BEGIN Supplied data

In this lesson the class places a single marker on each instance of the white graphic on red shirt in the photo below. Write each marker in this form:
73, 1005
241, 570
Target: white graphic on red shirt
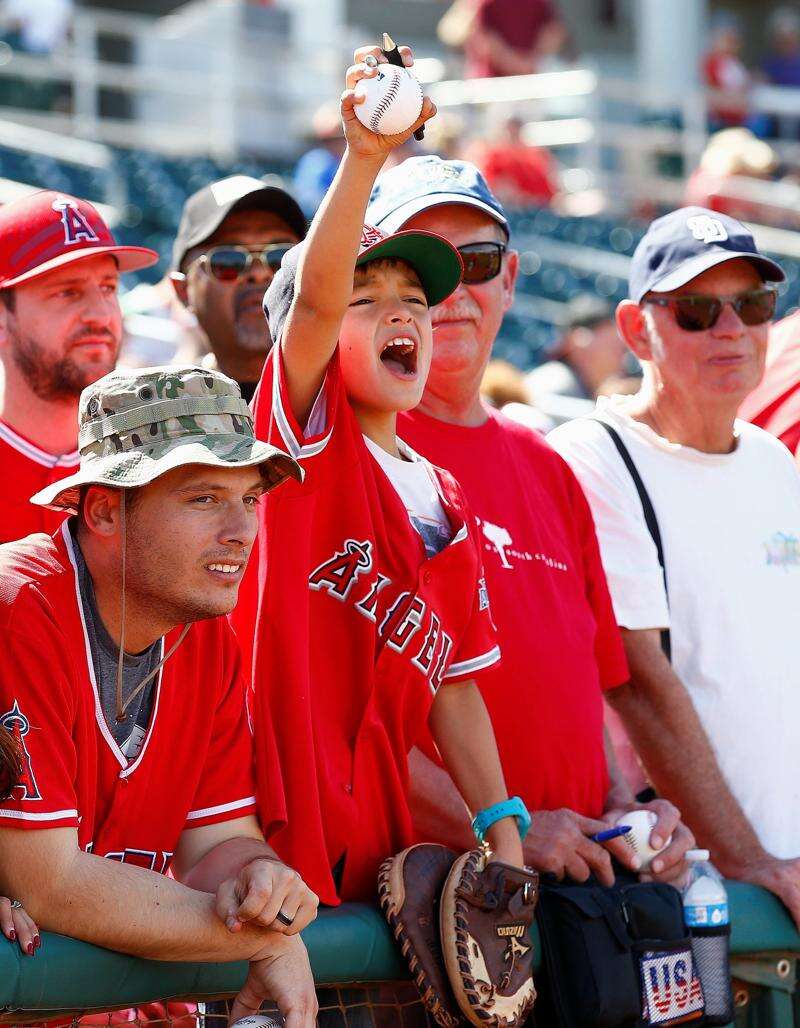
404, 615
13, 721
499, 540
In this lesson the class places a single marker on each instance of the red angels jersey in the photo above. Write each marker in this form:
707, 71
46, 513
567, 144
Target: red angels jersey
356, 630
195, 764
24, 470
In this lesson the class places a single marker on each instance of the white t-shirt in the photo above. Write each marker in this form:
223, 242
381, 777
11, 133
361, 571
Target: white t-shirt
415, 483
730, 528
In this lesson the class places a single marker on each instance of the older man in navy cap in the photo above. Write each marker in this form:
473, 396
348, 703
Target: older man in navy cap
698, 517
560, 644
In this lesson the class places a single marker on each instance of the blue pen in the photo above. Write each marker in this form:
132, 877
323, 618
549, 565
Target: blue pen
611, 833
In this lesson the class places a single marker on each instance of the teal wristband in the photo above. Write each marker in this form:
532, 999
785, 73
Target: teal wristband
508, 808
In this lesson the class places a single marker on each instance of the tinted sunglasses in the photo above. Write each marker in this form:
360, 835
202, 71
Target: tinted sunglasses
696, 314
482, 261
228, 263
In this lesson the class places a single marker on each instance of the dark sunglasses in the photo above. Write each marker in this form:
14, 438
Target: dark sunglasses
482, 261
696, 314
231, 262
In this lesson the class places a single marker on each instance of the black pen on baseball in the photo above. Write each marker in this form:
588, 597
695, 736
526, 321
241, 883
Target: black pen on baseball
393, 56
611, 834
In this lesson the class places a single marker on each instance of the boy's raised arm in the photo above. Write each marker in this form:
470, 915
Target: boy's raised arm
325, 273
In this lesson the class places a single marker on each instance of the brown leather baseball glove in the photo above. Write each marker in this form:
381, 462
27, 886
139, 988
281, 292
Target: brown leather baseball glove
486, 913
409, 886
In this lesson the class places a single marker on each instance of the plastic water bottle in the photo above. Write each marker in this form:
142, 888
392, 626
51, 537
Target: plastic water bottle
705, 902
705, 914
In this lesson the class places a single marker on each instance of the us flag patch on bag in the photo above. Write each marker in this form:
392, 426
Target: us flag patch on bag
670, 988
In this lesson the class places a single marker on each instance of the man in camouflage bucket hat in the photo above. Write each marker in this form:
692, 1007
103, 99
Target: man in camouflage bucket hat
119, 678
136, 426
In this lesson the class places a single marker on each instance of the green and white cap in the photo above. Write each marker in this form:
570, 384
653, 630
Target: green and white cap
136, 425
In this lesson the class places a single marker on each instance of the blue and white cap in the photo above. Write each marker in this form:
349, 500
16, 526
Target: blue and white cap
420, 183
688, 242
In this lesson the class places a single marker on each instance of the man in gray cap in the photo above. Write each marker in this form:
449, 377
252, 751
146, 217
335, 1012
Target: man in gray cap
118, 667
230, 241
698, 517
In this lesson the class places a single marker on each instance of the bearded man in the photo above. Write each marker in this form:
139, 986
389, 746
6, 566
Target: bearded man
60, 331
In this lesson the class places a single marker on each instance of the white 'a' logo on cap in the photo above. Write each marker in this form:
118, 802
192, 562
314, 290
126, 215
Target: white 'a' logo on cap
706, 229
75, 225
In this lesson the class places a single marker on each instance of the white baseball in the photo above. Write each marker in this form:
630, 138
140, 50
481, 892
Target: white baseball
393, 100
642, 823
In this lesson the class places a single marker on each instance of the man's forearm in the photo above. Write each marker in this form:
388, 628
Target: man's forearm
438, 810
619, 794
663, 725
463, 733
117, 906
224, 860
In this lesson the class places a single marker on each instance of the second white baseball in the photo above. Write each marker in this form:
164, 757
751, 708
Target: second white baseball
256, 1021
642, 823
393, 100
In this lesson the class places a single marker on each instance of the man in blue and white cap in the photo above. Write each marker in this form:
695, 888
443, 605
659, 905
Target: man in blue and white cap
698, 517
550, 602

END Supplied data

Copy out each line word for word, please, skipping the images.

In this lesson the class places a single marker on each instance of the white graphic on red shirt in the photo below. Write each marker in this form:
73, 1005
241, 570
Target: white graphic on red shirt
404, 615
13, 721
499, 540
In this lesson the class places a single marker on each instance of the red angels jersey in the photo above. Write each marker in this form:
707, 71
46, 513
567, 144
Target: red angels jersey
356, 630
195, 764
24, 470
In this lesson the class places a single marker on each instance of the white t-shirt in the photo above. Write each marker in this form:
223, 242
381, 777
11, 133
361, 571
Target: white t-shirt
415, 483
730, 528
In this lesson the class places a single marker on each instance of the older man in navy cap in the photo above. Write each marker in this form:
473, 396
348, 703
Target: older man in navy cap
698, 517
560, 644
In this lesson the class places a single marker on each instance of the blue pen in the photo above. Write each marker in this form:
132, 877
323, 618
549, 565
Target: blue pen
611, 833
In this lesson the class places a single marker on each instance of the teal wristband in the photo above. Write each marker in this form:
532, 999
785, 73
Target: teal wristband
508, 808
In this lesson the class places a single marker on each instance of the tinted sunglasses in the photo above. Write each marker in this form:
360, 835
202, 71
Target: tinted sunglasses
696, 314
482, 261
228, 263
In this lesson the class places a single marker on each instance of the dark sunglasses in the photo above. Write each marker in this form:
14, 438
Target: dark sunglasses
482, 261
696, 314
231, 262
In this lesson the class places a single marker on each instance of the black pen on baseball in the photo above. Write each marker in this form:
588, 597
695, 736
526, 321
241, 883
Target: black pen on baseball
393, 56
611, 834
In this lesson the class places a single marker on each instance of the boy's raised arm in the photo above. Write each marker in this form:
470, 915
Target: boy's raised arm
325, 273
In this lesson the class places a single marker on each instance of the brown leather baseball glove in the photo above. Write each marker in this form:
381, 462
27, 886
139, 988
281, 292
Target: brown leather baseball glove
486, 913
409, 886
In this lesson the class places a single marker on each instance of the plastic water bottle in the photo above. Write each marker in this form:
142, 888
392, 626
51, 537
Target: plastic water bottle
705, 902
705, 914
In this lesson the class places a single marker on each instance of the us flag patch on bag in the photo above. Write each marker in this form:
392, 426
Target: us flag patch on bag
670, 988
In this lesson the class places a single marker on each instance of the man in camouflage bucket hat in the photo above. Write each marker in this form:
692, 1007
103, 99
Target: man in camouflage bucket hat
119, 678
136, 426
In this lesson the class places a single marker on each instance of the green and white cap in the photo above. Write each marker in this form:
570, 384
653, 630
Target: green and white cap
136, 425
In this lesson the class places a single marker on each instance of the blue and white cap in the photo above. Write each marker in this form:
349, 500
16, 526
Target: blue and white cap
420, 183
688, 242
In this lesson the class places a single marker on each instance of the man in gray cap in the photo above. Write each marker in this form:
449, 377
252, 751
146, 217
335, 1012
Target: man in gray cap
118, 667
230, 241
698, 517
In this lesson the class places a single marker on each instance of the bearded man in the photo above. Write each marker in this form:
139, 986
389, 746
6, 566
Target: bearded man
60, 331
In this lesson the class places a single marker on each instance of the white 'a' logo on cap in the photo above. Write each marker in this form:
118, 802
192, 562
314, 290
126, 215
Target: white 'a' logo on cap
706, 229
75, 225
In this lesson the class places a single marker on each instance of the white baseball in the photo above. Write each marker in this form:
630, 138
140, 50
481, 892
Target: white baseball
393, 100
642, 823
In this lesson the class places a single marker on each instance of the man's forearm in the photo above. Write each marker in this form:
388, 628
Target: man's forearm
438, 810
619, 794
663, 725
463, 733
117, 906
224, 860
In this lesson the class places a single marker on each instance of the second white baseball in the photo above. Write each marker in this form:
164, 757
751, 708
Target: second white baseball
256, 1021
642, 823
393, 100
In this lesson the class places a single marker on each instance of the man in blue and white cap in the photo above. Write each marker in this form:
695, 888
443, 605
659, 905
Target: man in blue and white cap
698, 517
550, 602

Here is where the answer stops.